» **Exercise objective**: Return every one of the records below verbatim, with no change to wording, punctuation, or line order.

» **Data to use**:
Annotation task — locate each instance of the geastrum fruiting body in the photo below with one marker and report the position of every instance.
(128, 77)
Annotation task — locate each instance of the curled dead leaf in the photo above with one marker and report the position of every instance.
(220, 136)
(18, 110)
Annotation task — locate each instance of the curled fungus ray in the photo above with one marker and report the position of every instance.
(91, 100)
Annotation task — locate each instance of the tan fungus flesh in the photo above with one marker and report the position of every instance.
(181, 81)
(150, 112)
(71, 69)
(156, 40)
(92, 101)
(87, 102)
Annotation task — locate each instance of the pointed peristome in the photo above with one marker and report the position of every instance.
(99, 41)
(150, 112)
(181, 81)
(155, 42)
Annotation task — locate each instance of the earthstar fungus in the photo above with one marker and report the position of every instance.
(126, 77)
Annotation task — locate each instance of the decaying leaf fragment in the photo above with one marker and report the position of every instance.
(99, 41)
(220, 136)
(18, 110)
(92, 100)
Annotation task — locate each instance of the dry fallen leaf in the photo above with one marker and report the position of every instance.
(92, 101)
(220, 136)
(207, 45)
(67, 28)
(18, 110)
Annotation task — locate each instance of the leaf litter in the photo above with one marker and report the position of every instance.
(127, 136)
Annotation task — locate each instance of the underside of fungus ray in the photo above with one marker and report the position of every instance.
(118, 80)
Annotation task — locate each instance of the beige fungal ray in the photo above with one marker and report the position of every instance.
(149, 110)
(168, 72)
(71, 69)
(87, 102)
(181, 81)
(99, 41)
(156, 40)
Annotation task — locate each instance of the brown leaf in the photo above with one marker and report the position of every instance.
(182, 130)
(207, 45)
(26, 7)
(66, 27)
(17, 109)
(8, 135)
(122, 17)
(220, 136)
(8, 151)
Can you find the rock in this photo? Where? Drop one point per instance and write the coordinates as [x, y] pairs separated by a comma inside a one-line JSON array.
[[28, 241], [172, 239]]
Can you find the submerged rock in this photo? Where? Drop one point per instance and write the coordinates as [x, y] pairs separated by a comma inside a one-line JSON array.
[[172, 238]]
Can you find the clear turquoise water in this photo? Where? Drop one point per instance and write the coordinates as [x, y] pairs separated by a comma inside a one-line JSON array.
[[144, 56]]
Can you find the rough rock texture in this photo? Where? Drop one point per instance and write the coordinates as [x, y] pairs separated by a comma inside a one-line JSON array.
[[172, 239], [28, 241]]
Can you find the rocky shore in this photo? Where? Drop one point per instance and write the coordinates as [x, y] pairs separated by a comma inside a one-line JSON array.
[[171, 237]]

» **Exercise result**:
Annotation task — locate each instance of the geastrum fruiting body in the photo below with one marker and report the position of every instance.
(128, 77)
Annotation task — locate each instance of the curled dead leaf in the photo above with one marker and report the position of every instance.
(220, 136)
(18, 110)
Annotation task — locate each instance of the curled fungus ray in the photo above with one marker and report the position of every instance.
(91, 100)
Annotation task — locate each instance of the tan fungus flesh in the photo above with one marker and report the position of every instance.
(181, 81)
(150, 112)
(71, 69)
(156, 40)
(92, 101)
(87, 102)
Annotation task — locate each instance of the pointed peristome in the photo above with one marker and report the position of every instance.
(99, 41)
(150, 112)
(181, 81)
(155, 42)
Annotation task — locate each instance of the earthstar fungus in the photo above with one marker and report the position of every instance.
(126, 77)
Annotation task — locate each instance of the decaying leaf fragment in the photo above with one marker and report the position of every instance.
(99, 41)
(220, 136)
(18, 110)
(92, 100)
Annotation task — locate each instance of the dry fallen leaf in the photo above with one marker and report the position of every instance.
(92, 101)
(220, 136)
(207, 45)
(67, 28)
(18, 110)
Annotation task — locate each instance of the leaf litter in the photo above with one marker and report the position of every instance.
(127, 136)
Annotation task — locate each instance of the underside of fungus ray in the photo above with one marker and report the position of every instance.
(118, 80)
Annotation task — locate each instance of the beige fungal ray in the photo above with one marker and report the position of every instance.
(149, 110)
(168, 72)
(71, 69)
(87, 102)
(181, 81)
(99, 41)
(156, 40)
Annotation task — locate each instance of the brown leaf in the photo above with one marker and report the position of every instance.
(182, 130)
(207, 45)
(26, 7)
(66, 27)
(17, 109)
(8, 135)
(122, 17)
(220, 136)
(8, 151)
Can you find the rock in this photo? Where? Drop one point per instance and write the coordinates as [x, y] pairs separated by a comma inside a one-line JSON array.
[[28, 241], [172, 239]]
Can you find the submerged rock in this photo? Where? Drop one point per instance and write the coordinates as [x, y] pairs separated by a comma inside a one-line JSON array.
[[172, 238]]
Can you find the clear turquoise water in this photo? Where? Drop one point per instance and write the coordinates as [x, y] pairs separated by a comma inside a one-line JSON array.
[[144, 56]]
Can you find the rough rock texture in this photo? Where? Drop one point per instance and write the coordinates as [x, y] pairs separated by a comma inside a one-line JSON array.
[[172, 239], [28, 241]]
Can you find the rocky shore in this photo? Where? Drop one point per instance and write the coordinates as [x, y] pairs separated by a comma inside a one-line JSON array.
[[171, 237]]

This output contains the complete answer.